[Recorded data]
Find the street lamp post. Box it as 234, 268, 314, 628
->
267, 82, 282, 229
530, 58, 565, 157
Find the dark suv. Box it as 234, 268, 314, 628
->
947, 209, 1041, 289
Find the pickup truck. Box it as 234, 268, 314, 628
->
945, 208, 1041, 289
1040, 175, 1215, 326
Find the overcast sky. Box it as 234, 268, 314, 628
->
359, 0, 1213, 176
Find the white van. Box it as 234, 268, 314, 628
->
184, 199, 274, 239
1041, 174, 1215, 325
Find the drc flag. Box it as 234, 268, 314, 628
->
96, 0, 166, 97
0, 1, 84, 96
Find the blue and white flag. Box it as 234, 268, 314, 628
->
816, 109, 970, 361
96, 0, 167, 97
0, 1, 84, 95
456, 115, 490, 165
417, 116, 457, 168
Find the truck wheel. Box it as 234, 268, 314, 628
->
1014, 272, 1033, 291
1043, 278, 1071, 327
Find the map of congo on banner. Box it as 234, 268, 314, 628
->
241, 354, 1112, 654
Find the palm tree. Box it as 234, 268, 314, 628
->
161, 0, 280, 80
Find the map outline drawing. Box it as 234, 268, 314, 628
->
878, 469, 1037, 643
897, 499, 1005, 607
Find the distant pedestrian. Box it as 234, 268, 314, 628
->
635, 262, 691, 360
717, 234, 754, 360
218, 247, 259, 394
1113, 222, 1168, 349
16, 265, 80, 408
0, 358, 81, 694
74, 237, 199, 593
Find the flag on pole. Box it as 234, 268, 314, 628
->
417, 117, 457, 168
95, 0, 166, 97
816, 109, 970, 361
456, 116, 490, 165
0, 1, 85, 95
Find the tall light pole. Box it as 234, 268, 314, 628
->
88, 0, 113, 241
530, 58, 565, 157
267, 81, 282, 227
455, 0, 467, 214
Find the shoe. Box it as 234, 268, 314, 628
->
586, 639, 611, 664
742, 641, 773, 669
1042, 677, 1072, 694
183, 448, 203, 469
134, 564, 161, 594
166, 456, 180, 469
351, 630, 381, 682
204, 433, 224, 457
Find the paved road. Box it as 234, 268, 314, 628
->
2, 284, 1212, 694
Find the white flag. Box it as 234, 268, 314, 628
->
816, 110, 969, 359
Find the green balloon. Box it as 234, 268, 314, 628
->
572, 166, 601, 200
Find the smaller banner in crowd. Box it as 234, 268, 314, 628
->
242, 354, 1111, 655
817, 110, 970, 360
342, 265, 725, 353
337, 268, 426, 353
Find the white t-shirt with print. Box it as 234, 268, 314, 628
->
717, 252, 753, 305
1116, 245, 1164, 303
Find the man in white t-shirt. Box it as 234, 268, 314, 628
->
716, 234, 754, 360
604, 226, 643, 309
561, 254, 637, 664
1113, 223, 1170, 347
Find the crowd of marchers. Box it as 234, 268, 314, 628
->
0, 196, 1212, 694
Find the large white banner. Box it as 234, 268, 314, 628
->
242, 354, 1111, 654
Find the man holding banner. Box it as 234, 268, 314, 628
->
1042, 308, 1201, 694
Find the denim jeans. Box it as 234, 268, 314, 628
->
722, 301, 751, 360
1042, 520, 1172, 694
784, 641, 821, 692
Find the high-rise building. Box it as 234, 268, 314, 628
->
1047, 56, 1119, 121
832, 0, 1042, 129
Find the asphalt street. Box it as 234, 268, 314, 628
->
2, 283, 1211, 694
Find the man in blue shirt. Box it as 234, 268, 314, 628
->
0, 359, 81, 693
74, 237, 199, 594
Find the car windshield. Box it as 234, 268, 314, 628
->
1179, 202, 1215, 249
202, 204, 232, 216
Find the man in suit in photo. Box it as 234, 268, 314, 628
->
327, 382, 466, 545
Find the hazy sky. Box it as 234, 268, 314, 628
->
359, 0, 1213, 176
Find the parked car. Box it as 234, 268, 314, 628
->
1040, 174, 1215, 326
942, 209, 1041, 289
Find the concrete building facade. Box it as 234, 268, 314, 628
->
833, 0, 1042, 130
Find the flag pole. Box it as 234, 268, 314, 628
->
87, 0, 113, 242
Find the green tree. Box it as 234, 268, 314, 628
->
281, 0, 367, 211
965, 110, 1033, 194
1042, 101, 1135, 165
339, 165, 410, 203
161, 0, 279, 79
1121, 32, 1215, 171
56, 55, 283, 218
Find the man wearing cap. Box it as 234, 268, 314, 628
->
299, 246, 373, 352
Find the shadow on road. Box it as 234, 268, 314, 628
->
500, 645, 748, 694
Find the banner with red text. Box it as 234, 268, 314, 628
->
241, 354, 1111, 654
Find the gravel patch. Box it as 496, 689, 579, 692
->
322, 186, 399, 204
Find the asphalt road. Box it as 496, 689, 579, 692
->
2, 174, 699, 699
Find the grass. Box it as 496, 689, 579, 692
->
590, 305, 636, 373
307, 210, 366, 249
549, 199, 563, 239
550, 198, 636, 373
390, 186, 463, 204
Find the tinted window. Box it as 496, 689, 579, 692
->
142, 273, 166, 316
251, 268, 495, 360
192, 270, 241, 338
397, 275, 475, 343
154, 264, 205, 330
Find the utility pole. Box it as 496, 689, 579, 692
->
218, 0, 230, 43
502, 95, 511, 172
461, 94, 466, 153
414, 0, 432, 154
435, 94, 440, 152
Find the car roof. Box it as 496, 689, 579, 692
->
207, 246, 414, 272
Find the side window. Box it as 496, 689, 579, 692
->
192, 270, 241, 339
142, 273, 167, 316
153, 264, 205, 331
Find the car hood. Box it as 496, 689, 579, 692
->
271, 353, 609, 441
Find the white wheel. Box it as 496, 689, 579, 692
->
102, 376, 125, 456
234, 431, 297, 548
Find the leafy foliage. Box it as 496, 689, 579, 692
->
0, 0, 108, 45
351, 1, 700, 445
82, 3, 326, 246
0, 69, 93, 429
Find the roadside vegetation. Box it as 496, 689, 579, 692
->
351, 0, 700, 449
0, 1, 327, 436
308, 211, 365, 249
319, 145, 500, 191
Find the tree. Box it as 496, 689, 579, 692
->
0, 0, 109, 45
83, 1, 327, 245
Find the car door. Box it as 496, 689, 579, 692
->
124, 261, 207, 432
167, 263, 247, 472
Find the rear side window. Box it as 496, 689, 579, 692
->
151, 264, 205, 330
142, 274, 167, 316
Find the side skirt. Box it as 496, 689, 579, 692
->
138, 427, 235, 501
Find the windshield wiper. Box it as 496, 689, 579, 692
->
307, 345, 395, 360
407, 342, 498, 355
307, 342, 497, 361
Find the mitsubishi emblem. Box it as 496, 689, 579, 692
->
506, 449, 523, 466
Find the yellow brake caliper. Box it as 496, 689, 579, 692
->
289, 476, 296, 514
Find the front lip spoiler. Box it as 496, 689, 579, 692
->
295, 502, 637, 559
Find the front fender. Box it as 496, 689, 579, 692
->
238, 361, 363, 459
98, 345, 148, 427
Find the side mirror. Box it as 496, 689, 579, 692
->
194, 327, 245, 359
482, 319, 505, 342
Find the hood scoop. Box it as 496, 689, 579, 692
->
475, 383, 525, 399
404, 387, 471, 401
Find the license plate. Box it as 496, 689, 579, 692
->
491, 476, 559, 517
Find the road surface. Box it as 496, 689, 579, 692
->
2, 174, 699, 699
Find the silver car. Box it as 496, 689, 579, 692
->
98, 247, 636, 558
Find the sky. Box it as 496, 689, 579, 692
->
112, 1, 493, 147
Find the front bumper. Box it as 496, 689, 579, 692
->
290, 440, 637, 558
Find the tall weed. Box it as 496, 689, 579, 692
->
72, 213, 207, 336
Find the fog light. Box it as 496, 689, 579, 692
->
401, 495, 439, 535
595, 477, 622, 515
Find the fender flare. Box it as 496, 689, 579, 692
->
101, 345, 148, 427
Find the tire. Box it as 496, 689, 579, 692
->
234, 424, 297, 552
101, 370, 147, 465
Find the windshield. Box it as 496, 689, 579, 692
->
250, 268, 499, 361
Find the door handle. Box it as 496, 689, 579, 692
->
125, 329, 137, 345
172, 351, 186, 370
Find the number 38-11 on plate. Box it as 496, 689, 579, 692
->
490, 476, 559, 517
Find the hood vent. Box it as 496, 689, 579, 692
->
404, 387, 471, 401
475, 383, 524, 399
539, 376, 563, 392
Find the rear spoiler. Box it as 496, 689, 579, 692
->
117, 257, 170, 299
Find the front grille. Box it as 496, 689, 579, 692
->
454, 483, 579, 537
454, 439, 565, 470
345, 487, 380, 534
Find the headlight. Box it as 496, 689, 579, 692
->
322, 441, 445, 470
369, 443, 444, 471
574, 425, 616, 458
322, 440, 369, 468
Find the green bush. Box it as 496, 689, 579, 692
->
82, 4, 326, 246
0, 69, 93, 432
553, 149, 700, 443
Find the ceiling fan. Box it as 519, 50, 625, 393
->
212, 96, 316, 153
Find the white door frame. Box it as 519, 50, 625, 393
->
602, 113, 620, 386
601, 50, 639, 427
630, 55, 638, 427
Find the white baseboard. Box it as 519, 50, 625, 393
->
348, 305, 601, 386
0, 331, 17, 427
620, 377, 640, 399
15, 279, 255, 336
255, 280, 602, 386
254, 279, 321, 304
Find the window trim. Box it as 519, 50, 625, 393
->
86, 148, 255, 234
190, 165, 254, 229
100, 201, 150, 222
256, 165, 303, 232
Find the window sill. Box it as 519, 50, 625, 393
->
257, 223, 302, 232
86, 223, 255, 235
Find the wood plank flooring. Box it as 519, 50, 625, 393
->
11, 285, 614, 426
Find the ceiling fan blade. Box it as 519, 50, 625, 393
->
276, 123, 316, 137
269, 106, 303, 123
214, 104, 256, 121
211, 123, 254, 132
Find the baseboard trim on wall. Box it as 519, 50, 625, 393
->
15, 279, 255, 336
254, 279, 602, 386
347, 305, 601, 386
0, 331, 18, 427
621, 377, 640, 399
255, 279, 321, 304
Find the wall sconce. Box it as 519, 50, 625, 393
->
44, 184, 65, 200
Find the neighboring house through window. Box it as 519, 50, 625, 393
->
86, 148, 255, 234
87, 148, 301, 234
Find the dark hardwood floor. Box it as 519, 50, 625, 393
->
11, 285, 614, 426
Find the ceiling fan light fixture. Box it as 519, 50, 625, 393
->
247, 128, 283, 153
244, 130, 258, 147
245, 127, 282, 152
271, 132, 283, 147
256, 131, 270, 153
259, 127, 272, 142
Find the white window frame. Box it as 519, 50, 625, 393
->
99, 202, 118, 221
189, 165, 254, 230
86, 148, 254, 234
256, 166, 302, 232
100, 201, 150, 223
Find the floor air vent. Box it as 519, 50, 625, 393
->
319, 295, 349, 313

Prompt: Set down again, word for word, the stretch of records from the line with "Find the license" to the line with "Find the front grille.", both of those lines included.

Solved exercise:
Find the license plate. Box it as 496, 689, 579, 692
->
491, 476, 559, 517
Find the road surface. Box it as 496, 689, 579, 692
->
2, 174, 699, 699
Find the silver car. Box it as 496, 689, 579, 692
->
98, 247, 636, 558
Find the sky. Box it as 496, 689, 579, 692
->
112, 1, 493, 147
Find the front bumper. Box it as 496, 689, 579, 692
->
290, 440, 637, 558
Find the tall weed. Box it as 496, 689, 579, 692
->
72, 213, 207, 336
Find the fog light. Box it as 496, 689, 579, 692
->
401, 495, 439, 535
595, 477, 622, 515
Find the fender flare. Box it as 496, 689, 579, 692
->
101, 345, 148, 427
Find the tire. Box it as 496, 689, 579, 692
->
234, 424, 297, 552
101, 370, 147, 465
Find the windshield. Box it as 496, 689, 579, 692
->
250, 268, 499, 361
Find the door handle. Box it as 496, 689, 579, 692
->
125, 329, 137, 345
172, 351, 186, 370
Find the number 38-11 on plate. Box it as 496, 689, 579, 692
->
490, 476, 559, 517
Find the hood vent. Box it as 496, 689, 579, 692
->
404, 387, 471, 401
475, 383, 524, 399
539, 376, 563, 392
Find the rear spoiler. Box it as 496, 689, 579, 692
->
117, 257, 170, 299
Find the front grille. Box it as 496, 689, 579, 692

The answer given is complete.